──────── RECORDS SHOWN ────────
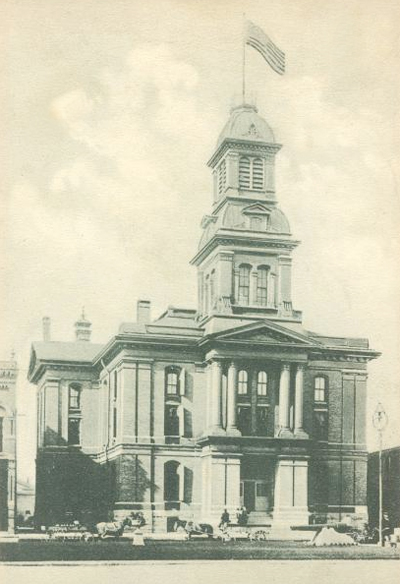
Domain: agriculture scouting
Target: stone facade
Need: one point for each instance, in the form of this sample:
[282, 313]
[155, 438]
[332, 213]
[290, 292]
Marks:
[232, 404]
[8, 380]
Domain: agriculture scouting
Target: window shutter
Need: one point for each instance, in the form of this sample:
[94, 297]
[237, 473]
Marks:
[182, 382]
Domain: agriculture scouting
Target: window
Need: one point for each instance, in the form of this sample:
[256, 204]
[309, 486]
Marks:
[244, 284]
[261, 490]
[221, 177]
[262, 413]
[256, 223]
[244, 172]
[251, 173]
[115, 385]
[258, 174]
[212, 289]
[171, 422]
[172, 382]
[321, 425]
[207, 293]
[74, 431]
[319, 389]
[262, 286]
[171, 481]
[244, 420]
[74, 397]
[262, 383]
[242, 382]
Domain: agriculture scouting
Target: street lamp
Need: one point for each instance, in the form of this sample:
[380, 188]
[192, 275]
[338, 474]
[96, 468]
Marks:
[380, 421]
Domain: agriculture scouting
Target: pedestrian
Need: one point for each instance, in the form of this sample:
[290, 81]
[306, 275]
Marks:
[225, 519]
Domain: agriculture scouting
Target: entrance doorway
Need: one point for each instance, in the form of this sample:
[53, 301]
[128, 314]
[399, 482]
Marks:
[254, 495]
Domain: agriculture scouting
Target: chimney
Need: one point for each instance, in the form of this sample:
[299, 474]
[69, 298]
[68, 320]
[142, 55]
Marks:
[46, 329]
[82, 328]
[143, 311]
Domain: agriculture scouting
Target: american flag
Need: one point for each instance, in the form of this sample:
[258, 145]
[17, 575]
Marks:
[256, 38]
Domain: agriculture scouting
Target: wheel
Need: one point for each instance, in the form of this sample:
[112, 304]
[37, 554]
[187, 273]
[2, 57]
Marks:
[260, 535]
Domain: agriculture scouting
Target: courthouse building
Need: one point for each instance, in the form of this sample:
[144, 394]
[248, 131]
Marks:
────────
──────── RECORDS SHOWN ────────
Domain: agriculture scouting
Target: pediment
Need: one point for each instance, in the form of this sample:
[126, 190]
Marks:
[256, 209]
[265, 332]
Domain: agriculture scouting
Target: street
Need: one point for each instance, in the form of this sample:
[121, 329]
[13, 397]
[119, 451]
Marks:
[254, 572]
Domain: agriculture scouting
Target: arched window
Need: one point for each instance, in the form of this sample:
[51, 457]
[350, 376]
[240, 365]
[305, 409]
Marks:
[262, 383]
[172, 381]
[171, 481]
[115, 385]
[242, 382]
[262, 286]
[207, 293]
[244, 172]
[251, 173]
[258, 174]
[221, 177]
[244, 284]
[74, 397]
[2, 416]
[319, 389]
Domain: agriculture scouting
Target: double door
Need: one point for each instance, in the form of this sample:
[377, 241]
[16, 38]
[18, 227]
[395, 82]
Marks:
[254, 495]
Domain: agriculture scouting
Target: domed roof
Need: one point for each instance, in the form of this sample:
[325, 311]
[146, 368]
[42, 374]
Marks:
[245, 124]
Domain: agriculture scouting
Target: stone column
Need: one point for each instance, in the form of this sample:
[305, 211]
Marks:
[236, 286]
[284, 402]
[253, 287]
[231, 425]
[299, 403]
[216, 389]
────────
WORK INSTRUCTIONS
Pull out each line in the records above that contains the string "stone", and list them in the order they appear.

FULL OUTPUT
Target: stone facade
Target: stone column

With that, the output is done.